Student Help
Student AI setup guide
A short guide to choosing and setting up an AI system before using the toolkit.
What this setup guide is for
This toolkit helps you get feedback and practise your writing, studying or research skills. It is there to help you learn, not to write your assessed work for you.
You can try it in ChatGPT, Claude, Gemini, or Microsoft Copilot, depending on what you have access to and what your course or institution allows.
Experiment with what works
Different AI systems behave differently, and they change over time. It is worth experimenting with a short piece of writing first. If the answer is useful, continue. If the AI seems confused, ignores the toolkit, or gives very general feedback, try a different model, a new chat, or a smaller piece of writing.
Where the AI gives you a choice, a thinking or reasoning option is usually a good starting point. A basic option can still be fine for short tasks, but very fast modes may not always follow a large toolkit instruction set well.
You do not need to use the highest or most expensive setting every time.
If you are using a free plan
If you are using a free plan, be careful not to run out of usage too quickly. Long chats, uploaded files and advanced models can use limits faster. If that is a concern, use smaller chunks: one sentence, one paragraph, one short section, or one reference list at a time.

#### [Records]

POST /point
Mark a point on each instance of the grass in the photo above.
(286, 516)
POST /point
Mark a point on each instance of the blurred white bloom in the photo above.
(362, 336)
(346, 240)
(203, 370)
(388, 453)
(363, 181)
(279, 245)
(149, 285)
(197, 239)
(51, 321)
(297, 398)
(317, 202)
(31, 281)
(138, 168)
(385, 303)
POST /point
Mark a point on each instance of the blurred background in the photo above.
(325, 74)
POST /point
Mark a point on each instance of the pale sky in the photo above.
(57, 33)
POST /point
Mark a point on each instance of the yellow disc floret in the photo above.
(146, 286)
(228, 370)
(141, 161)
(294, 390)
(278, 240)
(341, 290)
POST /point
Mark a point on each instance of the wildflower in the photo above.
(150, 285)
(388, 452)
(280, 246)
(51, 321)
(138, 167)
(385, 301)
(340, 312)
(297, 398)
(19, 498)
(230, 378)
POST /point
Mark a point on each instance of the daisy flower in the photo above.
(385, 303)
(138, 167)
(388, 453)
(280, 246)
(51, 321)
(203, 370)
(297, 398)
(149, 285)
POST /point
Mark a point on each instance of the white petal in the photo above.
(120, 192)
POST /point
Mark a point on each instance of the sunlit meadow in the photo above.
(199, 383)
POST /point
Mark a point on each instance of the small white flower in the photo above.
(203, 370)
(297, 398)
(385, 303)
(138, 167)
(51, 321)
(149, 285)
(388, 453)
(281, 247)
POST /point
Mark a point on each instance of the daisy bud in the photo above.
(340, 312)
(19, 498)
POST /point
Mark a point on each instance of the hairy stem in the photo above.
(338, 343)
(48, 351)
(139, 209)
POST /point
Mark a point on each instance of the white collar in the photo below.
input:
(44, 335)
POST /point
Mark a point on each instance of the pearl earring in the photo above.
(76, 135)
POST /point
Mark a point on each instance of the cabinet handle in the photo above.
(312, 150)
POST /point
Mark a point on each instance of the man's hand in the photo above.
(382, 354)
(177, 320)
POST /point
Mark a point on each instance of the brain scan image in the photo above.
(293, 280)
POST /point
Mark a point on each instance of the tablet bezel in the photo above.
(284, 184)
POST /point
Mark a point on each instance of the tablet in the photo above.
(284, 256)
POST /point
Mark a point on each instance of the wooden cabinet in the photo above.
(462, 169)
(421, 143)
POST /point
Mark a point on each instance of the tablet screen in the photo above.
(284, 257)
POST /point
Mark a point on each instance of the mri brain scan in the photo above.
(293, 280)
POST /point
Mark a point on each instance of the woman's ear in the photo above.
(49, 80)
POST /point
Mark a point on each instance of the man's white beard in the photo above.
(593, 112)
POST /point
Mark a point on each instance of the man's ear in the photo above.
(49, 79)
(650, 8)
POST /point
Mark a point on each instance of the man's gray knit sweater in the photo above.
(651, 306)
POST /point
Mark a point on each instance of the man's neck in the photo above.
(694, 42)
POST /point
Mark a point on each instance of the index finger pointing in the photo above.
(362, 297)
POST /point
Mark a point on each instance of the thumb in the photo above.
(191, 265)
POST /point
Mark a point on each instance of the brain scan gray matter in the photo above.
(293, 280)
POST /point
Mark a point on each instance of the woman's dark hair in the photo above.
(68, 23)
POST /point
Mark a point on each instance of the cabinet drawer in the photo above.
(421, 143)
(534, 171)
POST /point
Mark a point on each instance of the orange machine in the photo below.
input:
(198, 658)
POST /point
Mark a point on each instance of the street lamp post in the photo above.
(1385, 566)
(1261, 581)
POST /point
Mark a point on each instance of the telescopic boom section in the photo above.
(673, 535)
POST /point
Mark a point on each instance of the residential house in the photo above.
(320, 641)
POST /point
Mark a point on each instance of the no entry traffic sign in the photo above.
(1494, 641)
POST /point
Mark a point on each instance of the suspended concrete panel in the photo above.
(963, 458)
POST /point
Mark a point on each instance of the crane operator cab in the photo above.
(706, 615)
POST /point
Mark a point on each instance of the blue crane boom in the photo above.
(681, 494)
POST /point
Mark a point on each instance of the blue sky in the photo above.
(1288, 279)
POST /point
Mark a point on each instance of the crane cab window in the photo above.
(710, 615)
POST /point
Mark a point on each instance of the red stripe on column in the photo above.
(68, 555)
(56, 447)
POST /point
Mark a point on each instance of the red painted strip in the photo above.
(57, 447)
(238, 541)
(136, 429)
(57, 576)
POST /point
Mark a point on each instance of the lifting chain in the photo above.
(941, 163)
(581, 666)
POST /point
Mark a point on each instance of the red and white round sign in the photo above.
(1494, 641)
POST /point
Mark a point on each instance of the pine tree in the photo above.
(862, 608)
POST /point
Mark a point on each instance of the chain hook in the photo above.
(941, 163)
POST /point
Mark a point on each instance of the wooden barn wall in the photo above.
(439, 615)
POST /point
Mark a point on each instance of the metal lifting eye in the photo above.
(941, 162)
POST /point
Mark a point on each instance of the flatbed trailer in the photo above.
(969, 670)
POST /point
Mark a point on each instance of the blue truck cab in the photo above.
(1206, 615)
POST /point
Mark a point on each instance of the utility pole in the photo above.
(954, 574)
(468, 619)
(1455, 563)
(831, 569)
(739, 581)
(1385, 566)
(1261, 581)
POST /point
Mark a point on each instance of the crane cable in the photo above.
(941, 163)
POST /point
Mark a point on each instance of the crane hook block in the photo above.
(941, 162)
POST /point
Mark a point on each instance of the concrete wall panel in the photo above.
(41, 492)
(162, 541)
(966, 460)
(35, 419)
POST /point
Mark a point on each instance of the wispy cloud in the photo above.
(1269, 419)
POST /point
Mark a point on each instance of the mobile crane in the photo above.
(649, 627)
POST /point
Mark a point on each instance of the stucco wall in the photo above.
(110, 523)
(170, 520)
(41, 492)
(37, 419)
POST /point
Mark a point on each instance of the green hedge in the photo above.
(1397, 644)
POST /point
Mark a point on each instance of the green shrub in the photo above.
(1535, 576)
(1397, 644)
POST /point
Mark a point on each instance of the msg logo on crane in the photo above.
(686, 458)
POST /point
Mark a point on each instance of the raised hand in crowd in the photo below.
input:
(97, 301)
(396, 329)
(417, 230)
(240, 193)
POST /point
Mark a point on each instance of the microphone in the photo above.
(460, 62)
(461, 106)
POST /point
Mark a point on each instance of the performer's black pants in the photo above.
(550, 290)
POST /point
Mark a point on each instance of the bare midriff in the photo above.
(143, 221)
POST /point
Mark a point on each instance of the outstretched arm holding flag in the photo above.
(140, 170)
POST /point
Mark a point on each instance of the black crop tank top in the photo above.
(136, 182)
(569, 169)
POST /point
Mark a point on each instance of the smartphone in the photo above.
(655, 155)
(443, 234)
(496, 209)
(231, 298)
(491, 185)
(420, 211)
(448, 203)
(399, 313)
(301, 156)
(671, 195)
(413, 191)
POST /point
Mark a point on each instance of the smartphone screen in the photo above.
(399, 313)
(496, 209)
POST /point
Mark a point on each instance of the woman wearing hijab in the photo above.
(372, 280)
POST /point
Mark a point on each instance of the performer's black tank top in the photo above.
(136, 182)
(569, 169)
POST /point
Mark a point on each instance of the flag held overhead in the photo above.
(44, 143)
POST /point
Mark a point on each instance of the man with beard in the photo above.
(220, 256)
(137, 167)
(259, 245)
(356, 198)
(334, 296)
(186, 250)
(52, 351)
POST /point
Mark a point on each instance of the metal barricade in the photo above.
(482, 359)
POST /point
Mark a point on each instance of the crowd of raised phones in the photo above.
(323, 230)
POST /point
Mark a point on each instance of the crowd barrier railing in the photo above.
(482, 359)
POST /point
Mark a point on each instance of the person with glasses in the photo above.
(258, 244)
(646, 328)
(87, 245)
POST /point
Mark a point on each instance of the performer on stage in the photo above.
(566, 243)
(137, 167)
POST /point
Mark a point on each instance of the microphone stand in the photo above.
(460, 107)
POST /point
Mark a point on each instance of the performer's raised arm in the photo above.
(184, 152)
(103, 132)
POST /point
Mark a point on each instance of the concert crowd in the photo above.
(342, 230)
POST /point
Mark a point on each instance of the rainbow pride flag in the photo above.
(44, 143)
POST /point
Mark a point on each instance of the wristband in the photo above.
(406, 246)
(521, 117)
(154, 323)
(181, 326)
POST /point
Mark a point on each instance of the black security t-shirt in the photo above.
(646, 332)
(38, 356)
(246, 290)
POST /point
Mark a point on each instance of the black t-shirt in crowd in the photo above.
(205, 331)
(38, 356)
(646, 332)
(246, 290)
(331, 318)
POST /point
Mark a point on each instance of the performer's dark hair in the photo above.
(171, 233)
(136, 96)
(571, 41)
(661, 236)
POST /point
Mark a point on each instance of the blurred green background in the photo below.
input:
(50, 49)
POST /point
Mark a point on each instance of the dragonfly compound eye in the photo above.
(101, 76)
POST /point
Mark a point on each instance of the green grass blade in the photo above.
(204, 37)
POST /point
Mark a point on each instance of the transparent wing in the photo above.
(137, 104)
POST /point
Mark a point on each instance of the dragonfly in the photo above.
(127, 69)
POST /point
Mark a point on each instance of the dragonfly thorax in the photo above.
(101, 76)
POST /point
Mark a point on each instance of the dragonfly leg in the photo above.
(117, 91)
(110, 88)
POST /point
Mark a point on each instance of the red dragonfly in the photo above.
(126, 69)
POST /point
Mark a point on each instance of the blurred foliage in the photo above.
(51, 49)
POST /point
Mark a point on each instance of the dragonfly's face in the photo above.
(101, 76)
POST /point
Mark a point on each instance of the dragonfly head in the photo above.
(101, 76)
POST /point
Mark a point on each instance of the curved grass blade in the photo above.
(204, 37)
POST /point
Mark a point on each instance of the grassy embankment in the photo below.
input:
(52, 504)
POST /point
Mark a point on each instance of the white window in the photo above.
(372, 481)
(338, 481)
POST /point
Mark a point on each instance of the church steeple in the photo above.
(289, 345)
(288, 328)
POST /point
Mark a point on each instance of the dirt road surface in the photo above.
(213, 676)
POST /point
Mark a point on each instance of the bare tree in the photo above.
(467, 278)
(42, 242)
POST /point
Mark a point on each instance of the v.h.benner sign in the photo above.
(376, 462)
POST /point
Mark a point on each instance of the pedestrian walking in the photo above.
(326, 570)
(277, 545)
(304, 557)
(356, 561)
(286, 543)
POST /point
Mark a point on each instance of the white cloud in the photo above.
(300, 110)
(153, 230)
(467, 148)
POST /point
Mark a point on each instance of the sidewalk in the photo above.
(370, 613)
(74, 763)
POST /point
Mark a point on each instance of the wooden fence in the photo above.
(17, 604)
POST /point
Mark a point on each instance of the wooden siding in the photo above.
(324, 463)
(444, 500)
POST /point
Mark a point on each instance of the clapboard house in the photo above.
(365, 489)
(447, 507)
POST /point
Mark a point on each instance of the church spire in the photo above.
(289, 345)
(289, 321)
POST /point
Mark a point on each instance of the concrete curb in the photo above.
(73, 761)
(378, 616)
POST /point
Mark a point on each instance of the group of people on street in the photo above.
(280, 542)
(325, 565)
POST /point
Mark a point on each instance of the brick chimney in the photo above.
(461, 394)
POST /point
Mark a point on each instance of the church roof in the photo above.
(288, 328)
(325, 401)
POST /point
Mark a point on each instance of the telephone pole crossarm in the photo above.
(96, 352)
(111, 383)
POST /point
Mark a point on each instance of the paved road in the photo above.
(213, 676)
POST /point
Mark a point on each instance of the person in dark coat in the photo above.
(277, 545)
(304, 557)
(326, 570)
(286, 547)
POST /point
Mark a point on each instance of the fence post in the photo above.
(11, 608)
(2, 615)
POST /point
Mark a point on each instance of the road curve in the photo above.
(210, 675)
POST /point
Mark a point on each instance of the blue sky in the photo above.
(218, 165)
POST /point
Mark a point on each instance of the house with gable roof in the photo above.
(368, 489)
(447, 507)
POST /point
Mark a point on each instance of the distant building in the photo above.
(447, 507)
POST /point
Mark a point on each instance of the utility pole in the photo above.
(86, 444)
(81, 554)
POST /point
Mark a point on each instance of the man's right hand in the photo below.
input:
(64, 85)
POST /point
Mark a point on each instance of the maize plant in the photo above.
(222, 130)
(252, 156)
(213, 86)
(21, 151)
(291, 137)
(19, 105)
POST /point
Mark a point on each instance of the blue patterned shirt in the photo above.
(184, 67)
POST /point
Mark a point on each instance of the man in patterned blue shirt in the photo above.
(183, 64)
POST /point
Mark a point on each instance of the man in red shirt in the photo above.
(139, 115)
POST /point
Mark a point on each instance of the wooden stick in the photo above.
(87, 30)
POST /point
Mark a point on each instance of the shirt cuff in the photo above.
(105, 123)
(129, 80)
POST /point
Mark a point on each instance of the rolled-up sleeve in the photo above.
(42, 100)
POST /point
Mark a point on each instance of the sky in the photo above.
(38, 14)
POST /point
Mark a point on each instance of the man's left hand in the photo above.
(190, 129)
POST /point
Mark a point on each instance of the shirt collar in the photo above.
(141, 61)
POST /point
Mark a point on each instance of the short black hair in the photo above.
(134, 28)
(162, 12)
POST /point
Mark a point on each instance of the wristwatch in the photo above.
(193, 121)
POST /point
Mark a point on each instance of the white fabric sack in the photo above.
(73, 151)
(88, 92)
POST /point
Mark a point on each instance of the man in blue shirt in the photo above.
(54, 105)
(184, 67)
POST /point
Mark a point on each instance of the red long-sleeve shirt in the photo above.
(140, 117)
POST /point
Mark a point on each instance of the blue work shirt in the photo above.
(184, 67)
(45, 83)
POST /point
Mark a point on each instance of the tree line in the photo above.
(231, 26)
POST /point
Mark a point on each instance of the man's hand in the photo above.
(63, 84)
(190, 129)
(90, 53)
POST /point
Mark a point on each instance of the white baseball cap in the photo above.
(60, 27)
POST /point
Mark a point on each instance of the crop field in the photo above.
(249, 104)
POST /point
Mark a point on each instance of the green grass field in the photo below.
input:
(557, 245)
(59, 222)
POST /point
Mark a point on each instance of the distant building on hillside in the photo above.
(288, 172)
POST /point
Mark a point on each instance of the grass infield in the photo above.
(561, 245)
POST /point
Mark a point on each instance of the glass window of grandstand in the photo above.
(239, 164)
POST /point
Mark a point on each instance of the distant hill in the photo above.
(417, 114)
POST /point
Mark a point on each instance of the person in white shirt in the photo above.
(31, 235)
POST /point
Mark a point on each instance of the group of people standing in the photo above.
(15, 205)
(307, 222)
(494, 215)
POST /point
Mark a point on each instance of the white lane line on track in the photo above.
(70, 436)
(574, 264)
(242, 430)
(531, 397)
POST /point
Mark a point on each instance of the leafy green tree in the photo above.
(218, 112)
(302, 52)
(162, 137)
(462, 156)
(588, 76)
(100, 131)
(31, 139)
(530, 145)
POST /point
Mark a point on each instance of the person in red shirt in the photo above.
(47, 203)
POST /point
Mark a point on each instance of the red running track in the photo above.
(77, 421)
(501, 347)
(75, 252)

#### [Work order 1]
In the AI setup guide, what kind of option does it call a good starting point when an AI system offers a choice?
#### [Work order 2]
Retype the part of the AI setup guide that opens with the words containing "What this setup" and closes with "instruction set well.".
#### [Work order 3]
Rewrite the paragraph of the AI setup guide that begins "Different AI systems behave differently" as a short bulleted list that keeps its main facts.

#### [Exercise solution 1]
A thinking or reasoning option.

#### [Exercise solution 2]
What this setup guide is for
This toolkit helps you get feedback and practise your writing, studying or research skills. It is there to help you learn, not to write your assessed work for you.
You can try it in ChatGPT, Claude, Gemini, or Microsoft Copilot, depending on what you have access to and what your course or institution allows.
Experiment with what works
Different AI systems behave differently, and they change over time. It is worth experimenting with a short piece of writing first. If the answer is useful, continue. If the AI seems confused, ignores the toolkit, or gives very general feedback, try a different model, a new chat, or a smaller piece of writing.
Where the AI gives you a choice, a thinking or reasoning option is usually a good starting point. A basic option can still be fine for short tasks, but very fast modes may not always follow a large toolkit instruction set well.

#### [Exercise solution 3]
- AI systems differ in how they behave, and they change over time.
- Begin by testing with a short piece of writing.
- If the answer is useful, continue.
- If the AI seems confused, ignores the toolkit, or gives very general feedback, try a different model, a new chat, or a smaller piece of writing.